(Point-per-instance localization data)
Content starts
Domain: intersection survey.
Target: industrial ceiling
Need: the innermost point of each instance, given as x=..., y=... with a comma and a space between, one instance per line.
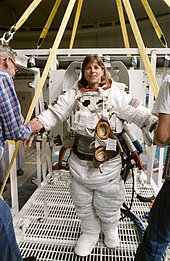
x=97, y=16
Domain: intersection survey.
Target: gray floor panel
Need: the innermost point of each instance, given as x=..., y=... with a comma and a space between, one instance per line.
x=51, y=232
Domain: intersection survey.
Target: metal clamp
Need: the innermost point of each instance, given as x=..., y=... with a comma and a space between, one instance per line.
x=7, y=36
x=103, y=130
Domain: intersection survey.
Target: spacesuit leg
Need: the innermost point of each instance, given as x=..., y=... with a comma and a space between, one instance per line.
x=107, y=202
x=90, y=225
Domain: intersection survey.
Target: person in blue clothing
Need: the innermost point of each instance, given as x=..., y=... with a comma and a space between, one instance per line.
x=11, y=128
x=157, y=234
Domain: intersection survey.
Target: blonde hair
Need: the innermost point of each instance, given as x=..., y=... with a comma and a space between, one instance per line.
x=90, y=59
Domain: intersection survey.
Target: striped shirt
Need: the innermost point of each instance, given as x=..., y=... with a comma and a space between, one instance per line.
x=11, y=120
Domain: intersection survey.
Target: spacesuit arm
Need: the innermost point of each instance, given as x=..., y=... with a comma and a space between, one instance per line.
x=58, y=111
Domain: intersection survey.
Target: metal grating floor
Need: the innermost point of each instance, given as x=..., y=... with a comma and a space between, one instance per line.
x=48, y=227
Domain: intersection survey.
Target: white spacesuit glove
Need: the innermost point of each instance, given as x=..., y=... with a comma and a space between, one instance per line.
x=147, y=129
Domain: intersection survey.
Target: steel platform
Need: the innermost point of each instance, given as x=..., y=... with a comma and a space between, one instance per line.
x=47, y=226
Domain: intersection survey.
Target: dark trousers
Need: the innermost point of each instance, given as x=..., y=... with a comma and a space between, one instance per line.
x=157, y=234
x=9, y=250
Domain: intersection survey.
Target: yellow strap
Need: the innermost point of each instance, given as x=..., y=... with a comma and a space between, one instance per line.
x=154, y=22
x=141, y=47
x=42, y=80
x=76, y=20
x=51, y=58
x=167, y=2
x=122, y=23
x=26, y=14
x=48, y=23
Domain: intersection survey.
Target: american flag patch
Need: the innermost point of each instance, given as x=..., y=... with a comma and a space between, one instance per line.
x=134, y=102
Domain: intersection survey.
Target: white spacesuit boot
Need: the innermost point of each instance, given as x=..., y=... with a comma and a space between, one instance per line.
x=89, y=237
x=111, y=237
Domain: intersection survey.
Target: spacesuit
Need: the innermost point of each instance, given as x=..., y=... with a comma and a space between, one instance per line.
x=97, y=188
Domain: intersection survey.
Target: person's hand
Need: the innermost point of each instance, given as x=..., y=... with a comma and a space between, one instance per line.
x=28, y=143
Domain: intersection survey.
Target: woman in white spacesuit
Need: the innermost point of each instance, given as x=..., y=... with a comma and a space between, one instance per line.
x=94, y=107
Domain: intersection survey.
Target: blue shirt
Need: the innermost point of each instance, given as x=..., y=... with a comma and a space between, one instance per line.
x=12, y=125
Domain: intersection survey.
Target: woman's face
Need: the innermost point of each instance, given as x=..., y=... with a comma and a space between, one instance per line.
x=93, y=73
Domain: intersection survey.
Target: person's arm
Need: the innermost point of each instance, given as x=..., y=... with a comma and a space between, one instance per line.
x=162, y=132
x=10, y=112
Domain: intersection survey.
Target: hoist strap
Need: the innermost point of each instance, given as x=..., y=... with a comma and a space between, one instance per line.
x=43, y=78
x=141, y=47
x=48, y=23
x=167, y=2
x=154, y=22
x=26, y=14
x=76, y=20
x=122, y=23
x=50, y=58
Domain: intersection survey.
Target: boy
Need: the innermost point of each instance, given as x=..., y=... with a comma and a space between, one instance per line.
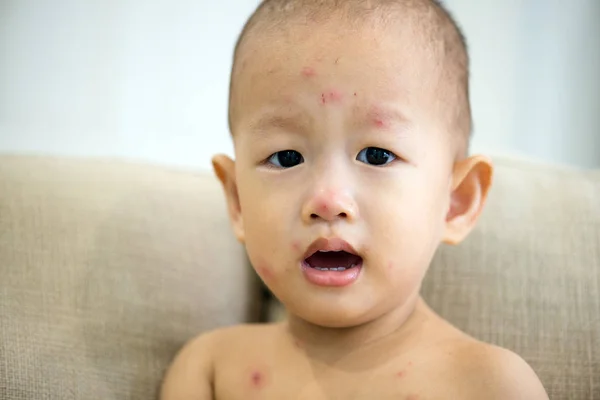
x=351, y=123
Content ends
■ **TASK STATEMENT**: Your task is to repeat the records exactly. Images do not belong in the copy.

■ **TASK RESULT**:
Domain: intersection survey.
Target: industrial ceiling
Need: the innermost point of each instance, given as x=..., y=... with a comma and a space between, one instance per line.
x=97, y=16
Domain: intersection survey.
Target: gray floor panel
Need: the innermost point of each instance, given as x=..., y=... with a comma and a space between, one instance per line.
x=51, y=232
Domain: intersection survey.
Target: metal clamp
Need: the innermost point of each instance, given as x=..., y=... with a comma and a space between, one instance per line.
x=7, y=36
x=103, y=130
Domain: intersection survey.
Target: spacesuit leg
Need: the innermost point of each instance, given as x=..., y=... with a comma and a space between, one instance per line.
x=107, y=202
x=90, y=225
Domain: intersection survey.
Target: person in blue clothing
Need: the innermost point of each instance, given as x=..., y=... with a comma and a space between, one instance per line.
x=11, y=128
x=157, y=234
Domain: intersection survey.
Target: blonde hair
Need: the innermost point of each instance, given as x=..., y=... with a comma and a space between, one instance per line.
x=90, y=59
Domain: intersection survey.
Target: striped shirt
Need: the innermost point of each instance, given as x=..., y=... with a comma and a space between, one instance per line.
x=11, y=120
Domain: intersection survey.
Target: spacesuit arm
Need: the innermost point of each instance, given as x=..., y=... with a comma and a space between, one instance per line.
x=58, y=111
Domain: intersection survey.
Target: metal grating floor
Need: the innermost point of each instance, given as x=..., y=... with a comma and a space between, one instance per line.
x=48, y=227
Domain: intersection survey.
Target: white spacesuit glove
Need: the innermost point of each instance, given as x=..., y=... with a comma and a space between, one instance per line.
x=147, y=129
Domain: intersection survey.
Target: steel platform
Need: the innermost point of each instance, given as x=..., y=... with a comma and a space between, one instance per line.
x=47, y=226
Domain: intersection survey.
Target: dark trousers
Need: the innermost point of each instance, given as x=..., y=... with a comma and a space between, one instance per line.
x=157, y=234
x=9, y=250
Domain: intersection survey.
Target: yellow strap
Need: the innermost point of each instance, given as x=..., y=... with a comma and a space between, one instance per line.
x=154, y=22
x=141, y=47
x=42, y=80
x=76, y=20
x=51, y=58
x=167, y=2
x=122, y=23
x=26, y=14
x=48, y=23
Domain: intersection survey.
Target: american flag patch
Need: the innermost point of each instance, given as x=..., y=... with a comma and a space between, one instance per line.
x=134, y=102
Domain: intersection survey.
Target: white spacesuit boot
Need: the innermost point of each instance, given as x=..., y=... with a comma and a space between, one instance per line.
x=89, y=237
x=111, y=237
Domain: intersection survey.
Target: spacesuit
Need: the innermost point of each instance, given as x=..., y=... with a comma and a space between, one instance per line.
x=97, y=188
Domain: intersection survey.
Target: person's hand
Need: the innermost point of each instance, given as x=..., y=... with a comma and a space between, one instance per line.
x=28, y=143
Domain: intersection survey.
Target: woman in white spacesuit
Need: the innermost point of each instance, given as x=..., y=... with a comma and a space between, one instance per line.
x=94, y=107
Domain: intersection survey.
Target: blue shirt
Need: the innermost point of each instance, given as x=..., y=... with a comma and a space between, one instance per line.
x=12, y=125
Domain: intersection survey.
Target: woman's face
Need: the innermost point of each instance, given as x=..., y=... with a comma and a space between, one instance per line.
x=93, y=73
Domain: intersection survey.
Target: person's arm
Need: the innermost point of each instance, given as x=..., y=... with a comma and a space between, one instance per line.
x=162, y=132
x=10, y=112
Domain: intersection survey.
Target: hoist strap
Need: the innermost point of each instance, given as x=..., y=... with a comma and a space between, one instance per line.
x=43, y=78
x=141, y=47
x=48, y=23
x=167, y=2
x=154, y=22
x=26, y=14
x=76, y=20
x=122, y=23
x=50, y=58
Domain: intersection survey.
Target: boy
Need: the innermost point of each instance, given as x=..., y=... with a comma and a space between, one instance per line.
x=351, y=123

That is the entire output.